→ **Your objective**
Scan the entries below line by line and state how many lines contain the string "every", giving only the number.

(Entries taken from a collection)
>>>

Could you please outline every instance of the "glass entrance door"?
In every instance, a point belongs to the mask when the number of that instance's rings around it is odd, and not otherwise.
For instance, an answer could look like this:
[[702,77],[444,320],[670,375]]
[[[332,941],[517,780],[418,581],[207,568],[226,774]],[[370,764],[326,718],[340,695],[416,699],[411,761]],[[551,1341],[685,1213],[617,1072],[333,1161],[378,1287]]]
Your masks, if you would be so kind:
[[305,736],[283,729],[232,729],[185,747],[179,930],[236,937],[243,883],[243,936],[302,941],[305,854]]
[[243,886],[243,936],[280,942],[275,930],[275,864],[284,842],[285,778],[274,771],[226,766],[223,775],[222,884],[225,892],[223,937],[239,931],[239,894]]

<<<
>>>

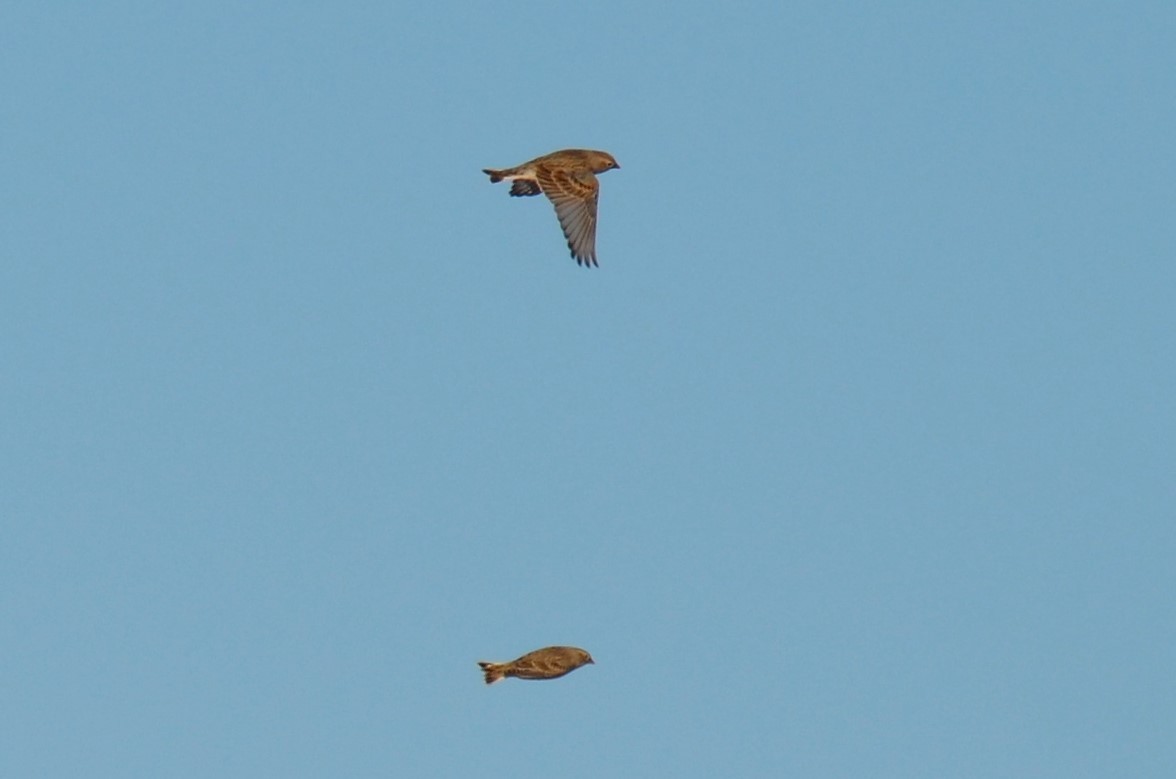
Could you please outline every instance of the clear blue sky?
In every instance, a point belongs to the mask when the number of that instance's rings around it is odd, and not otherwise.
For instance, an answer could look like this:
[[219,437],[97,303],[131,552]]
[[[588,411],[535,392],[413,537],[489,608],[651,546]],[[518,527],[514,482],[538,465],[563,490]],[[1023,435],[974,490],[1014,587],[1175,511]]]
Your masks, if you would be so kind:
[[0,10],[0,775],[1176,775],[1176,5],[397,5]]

<<<

→ **Response**
4